Task statement:
Reproduce every line of the listing exactly.

Records supplied:
◇ ◇ ◇ ◇ ◇ ◇ ◇
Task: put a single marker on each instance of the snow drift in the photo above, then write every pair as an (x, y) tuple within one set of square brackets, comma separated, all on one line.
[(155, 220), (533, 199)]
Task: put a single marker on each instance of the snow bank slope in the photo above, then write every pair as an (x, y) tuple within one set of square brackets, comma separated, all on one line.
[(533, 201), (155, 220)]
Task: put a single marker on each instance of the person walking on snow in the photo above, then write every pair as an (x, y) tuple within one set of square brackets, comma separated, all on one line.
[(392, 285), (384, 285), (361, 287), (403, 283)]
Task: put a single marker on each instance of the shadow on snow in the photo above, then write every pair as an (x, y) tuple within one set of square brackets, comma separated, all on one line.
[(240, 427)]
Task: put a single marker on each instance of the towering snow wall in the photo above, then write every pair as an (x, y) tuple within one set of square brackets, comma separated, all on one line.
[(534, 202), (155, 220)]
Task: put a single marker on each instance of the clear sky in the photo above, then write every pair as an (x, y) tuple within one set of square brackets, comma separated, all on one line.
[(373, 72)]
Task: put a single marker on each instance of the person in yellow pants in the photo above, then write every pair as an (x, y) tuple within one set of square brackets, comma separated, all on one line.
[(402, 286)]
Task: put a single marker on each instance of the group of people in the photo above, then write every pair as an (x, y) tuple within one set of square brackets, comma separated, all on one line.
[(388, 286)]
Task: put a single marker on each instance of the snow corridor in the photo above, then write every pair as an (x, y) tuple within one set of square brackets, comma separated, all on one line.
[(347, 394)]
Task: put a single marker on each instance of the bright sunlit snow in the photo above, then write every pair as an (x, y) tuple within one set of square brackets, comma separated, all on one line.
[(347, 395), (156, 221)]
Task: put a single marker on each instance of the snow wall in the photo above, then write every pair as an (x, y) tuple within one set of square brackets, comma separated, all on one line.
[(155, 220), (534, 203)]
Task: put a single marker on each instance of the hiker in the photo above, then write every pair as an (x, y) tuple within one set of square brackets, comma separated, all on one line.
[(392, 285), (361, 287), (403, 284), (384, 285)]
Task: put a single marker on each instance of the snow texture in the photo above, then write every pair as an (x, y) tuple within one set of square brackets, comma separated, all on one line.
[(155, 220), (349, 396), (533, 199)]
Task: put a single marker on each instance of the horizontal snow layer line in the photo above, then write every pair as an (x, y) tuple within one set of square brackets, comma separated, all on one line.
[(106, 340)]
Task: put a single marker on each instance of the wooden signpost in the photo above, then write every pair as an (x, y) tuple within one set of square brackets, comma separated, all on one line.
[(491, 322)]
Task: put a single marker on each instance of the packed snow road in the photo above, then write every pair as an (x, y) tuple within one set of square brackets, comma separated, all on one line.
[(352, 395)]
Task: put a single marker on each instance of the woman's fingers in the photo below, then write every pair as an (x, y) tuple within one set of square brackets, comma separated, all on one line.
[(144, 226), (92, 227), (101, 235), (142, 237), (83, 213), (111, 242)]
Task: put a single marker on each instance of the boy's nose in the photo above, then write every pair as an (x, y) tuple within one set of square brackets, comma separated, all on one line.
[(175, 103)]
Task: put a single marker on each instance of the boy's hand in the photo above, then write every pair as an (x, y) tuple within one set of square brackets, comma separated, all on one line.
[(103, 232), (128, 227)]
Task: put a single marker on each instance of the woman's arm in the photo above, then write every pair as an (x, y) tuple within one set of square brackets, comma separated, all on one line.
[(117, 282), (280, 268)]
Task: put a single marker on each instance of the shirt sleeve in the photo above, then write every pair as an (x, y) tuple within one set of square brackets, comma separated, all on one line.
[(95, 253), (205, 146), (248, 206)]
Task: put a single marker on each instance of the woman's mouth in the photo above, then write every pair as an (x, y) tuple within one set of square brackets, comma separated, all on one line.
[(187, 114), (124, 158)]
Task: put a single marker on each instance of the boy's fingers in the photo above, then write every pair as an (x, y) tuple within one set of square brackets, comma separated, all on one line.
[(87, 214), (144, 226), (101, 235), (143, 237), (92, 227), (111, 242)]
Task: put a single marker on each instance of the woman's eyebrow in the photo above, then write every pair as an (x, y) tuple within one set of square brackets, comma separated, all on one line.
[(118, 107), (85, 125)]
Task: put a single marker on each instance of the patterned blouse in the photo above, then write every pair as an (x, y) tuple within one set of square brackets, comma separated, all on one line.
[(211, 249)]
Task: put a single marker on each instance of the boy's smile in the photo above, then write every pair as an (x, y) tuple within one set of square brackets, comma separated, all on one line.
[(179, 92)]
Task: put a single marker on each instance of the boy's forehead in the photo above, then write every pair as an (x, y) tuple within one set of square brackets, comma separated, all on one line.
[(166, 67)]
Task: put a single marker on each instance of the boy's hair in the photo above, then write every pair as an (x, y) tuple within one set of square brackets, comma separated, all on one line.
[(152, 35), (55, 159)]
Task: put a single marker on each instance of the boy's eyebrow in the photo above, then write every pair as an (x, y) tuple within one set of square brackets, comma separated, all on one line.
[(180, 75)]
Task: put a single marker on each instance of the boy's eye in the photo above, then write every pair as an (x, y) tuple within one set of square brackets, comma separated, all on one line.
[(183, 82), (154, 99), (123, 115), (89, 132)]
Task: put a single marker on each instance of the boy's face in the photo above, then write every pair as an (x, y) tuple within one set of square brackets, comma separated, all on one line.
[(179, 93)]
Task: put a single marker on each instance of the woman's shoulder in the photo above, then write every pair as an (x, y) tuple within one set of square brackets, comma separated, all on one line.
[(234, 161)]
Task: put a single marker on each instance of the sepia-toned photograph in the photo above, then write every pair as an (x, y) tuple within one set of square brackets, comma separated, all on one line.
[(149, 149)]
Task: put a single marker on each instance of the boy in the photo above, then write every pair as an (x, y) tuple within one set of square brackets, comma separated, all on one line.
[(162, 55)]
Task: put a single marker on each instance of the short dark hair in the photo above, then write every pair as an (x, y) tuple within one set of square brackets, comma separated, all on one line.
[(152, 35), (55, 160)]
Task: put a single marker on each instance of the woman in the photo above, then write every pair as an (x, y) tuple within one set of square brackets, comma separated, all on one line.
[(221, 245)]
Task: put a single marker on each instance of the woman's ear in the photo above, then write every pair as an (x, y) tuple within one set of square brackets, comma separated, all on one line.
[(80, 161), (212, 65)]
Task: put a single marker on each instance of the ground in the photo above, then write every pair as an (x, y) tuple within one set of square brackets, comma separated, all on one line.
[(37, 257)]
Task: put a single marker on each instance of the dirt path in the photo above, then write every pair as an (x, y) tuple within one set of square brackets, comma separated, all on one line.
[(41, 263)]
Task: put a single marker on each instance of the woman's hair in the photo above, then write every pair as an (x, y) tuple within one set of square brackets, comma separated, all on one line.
◇ ◇ ◇ ◇ ◇ ◇ ◇
Answer for this exercise:
Task: put a single marker on each instance of the snow drift in the photo above, then write every pair as an (x, y) tuple within one set of square brackets, comma separated, all on one line.
[(155, 220), (533, 199)]
Task: put a single marker on each instance of the snow bank slope in the photo above, then write every pair as an (x, y) tuple within one set of square brackets, comma separated, all on one line.
[(533, 201), (155, 220)]
Task: put a single marker on each instance of the person walking on snow in the photo above, then write every pair as an (x, y) tuple within one set of square brackets, comma separated, all on one line.
[(392, 285), (384, 285), (361, 287), (403, 283)]
Task: put a single marker on each instance of the shadow on snow in the photo above, then write every pair as an (x, y) tuple within one set of square brackets, comma separated, all on one line.
[(240, 427)]
Task: put a single marker on each instance of the towering snow wall in the photo above, then write every pair as an (x, y) tuple within one set of square brackets, comma separated, all on one line.
[(534, 202), (155, 220)]
Task: put a single marker on each instance of the clear sky in the photo above, then write every pair as an (x, y) tuple within one set of square brackets, comma separated, all on one line.
[(373, 72)]
Task: put a single marker on each instance of the person in yellow pants in the photo above, then write every pair as an (x, y) tuple within one set of square brackets, comma separated, all on one line.
[(402, 286)]
Task: put a single marker on each instance of the group of people in the photo above, then write every pair as an (x, y) tuple within one set of square brackets, comma separated, all on one line.
[(388, 286)]
Task: put a single marker on each instance of the snow corridor in the photo above, then write every pair as an (x, y) tuple within one set of square brackets, comma separated, all on one line.
[(347, 394)]
Task: put a single marker on each instance of the bright sunlit snow in the photo above, then write every pair as an (x, y) tuple within one set of square brackets, comma separated, all on one line.
[(347, 395), (156, 221)]
Task: put a single marker on each instance of the snow wall in the photo above, then write every pair as an (x, y) tuple within one set of square brackets, comma separated, all on one line.
[(155, 220), (534, 203)]
Task: put a single marker on each instance of the hiker in the photo above, then write every pair as an (x, y) tuple within one set of square brackets, comma separated, all on one line.
[(392, 285), (361, 287), (403, 284), (384, 285)]
Task: put a single marker on each instance of the snow texture in the photo above, then write every pair as an (x, y) tuple within one set of square brackets, comma separated, all on one line.
[(155, 220), (349, 396), (533, 199)]
Task: put a single marker on each instance of the horizontal snow layer line in the photo above, then write every pair as an (x, y) tuple within one set of square brackets, comma separated, all on one line.
[(106, 340)]
Task: put a single marker on each instance of the wooden signpost in the photo above, then write every pair as an (x, y) tuple within one set of square brackets, comma separated, all on one line.
[(491, 322)]
Task: put a single marker on each instance of the packed snow road in the photo above, then write every pair as an (x, y) tuple within one set of square brackets, comma separated, all on one line.
[(352, 395)]
Task: put a single marker on each instance of the woman's fingers in the photo below, then write every pair as an (x, y) tuple within one set of square brackets, comma separated, all on one line.
[(144, 226), (92, 227), (101, 235), (142, 237), (83, 213), (111, 242)]
Task: put a single marker on each instance of the boy's nose in the photo above, then write every pair as an (x, y) tuple within one set of square brackets, comma separated, all on one line.
[(175, 103)]
Task: put a single marker on each instance of the boy's hand in the photo above, then write every pair as an (x, y) tuple within one set of square brackets, comma separated, all on one line.
[(103, 232), (128, 227)]
Task: put a single marker on each instance of the woman's arm in the photo above, then write every pair as an (x, y) tuple within one set of square brackets, comma separated, all on one line.
[(117, 282), (280, 268)]
Task: put a single marker on each instance of the shirt sleeve in the photo above, then write every pair as an (x, y) tuple within one set of square brackets, comma separated, all on one line.
[(95, 253), (205, 146), (248, 206)]
Task: put a single marker on each instance of the woman's mouth in the photo above, then write every pair as an (x, y) tuple within one set of square brackets, comma separated, all on one line.
[(187, 114), (124, 158)]
Task: put a single marker on each instance of the boy's fingers in the photo above, then write every pair as an (x, y) tuple within one set of square brackets, comma separated, all on one line.
[(87, 214), (144, 226), (101, 235), (143, 237), (92, 227), (111, 242)]
Task: put a single marker on each instance of the woman's eyebrow in the photo above, then write every pair as an (x, y) tuple within one set of square brackets, comma separated, all on one line.
[(118, 107), (85, 125)]
Task: put a single marker on each instance of the patterned blouse in the photo above, then write every pair as an (x, y) tuple within one set of square brackets, comma separated, all on one line.
[(211, 249)]
Task: put a single marker on each instance of the boy's smile in the photo above, then write every pair as an (x, y) tuple within one set of square brackets, comma separated, all on one line.
[(179, 92)]
Task: put a single marker on each instance of the boy's forehead in the photo above, then write every pair as an (x, y) tuple within one set of square brackets, comma separated, all on one line.
[(166, 67)]
Task: put a single marker on each instance of the boy's hair in the photo above, then write every pair as an (x, y) tuple within one set of square brackets, comma separated, all on one line.
[(152, 35), (55, 159)]
Task: put a single marker on each instance of the boy's eyebrow in the photo above, then write every pair as an (x, y) tuple within one set of square brackets, comma separated, all on one line.
[(180, 75)]
Task: put a single marker on each instance of the boy's eye in the photo above, then write every pair as an (x, y) tuple within one set of square brackets, comma separated, all on one line.
[(183, 82), (154, 99), (123, 115), (89, 132)]
Task: put a single marker on each instance of the boy's face in the photo above, then write every pair as an (x, y) tuple within one set of square brackets, comma separated, all on one line.
[(179, 93)]
Task: put a single marker on each instance of the woman's shoulder in the photo above, then write every pair as an (x, y) tuple within one set of square brackets, comma separated, all on one line.
[(234, 161)]
Task: put a single marker on each instance of the sepia-toned photograph in the photo above, then write every pair as an (x, y) tuple within one set of square brackets, comma separated, all on one line.
[(149, 149)]
Task: put a single marker on each instance of the boy in the photo above, then write every pair as an (x, y) tuple within one set of square brackets, comma separated, all on one line.
[(162, 55)]
Task: put a single marker on each instance of the short dark hair in the photo above, then write every pair as an (x, y) tuple within one set of square brackets, comma separated, all on one line.
[(152, 35), (55, 160)]
Task: put a single marker on each instance of the woman in the photo above, then write every pair as an (x, y) tuple within one set of square brackets, comma separated, all on one line.
[(221, 245)]
Task: put a single marker on each instance of the woman's ear in the photo above, then write every pair as an (x, y) tuple within one set of square brackets, comma separated, all on one line.
[(80, 161), (212, 65)]
Task: put a single marker on each instance of the ground in the photo above, then write every pair as an (x, y) tuple within one set of square brackets, comma separated, all on one line.
[(37, 257)]
Task: put a single marker on each instance of the dirt path in the photo above, then write every pair as an (x, y) tuple within one set of square brackets, comma separated, all on one line.
[(41, 263)]
Task: put a single marker on each instance of the woman's hair in the photo above, then write every pair as an (x, y) tuple within one set of square brackets, comma separated, all on one line.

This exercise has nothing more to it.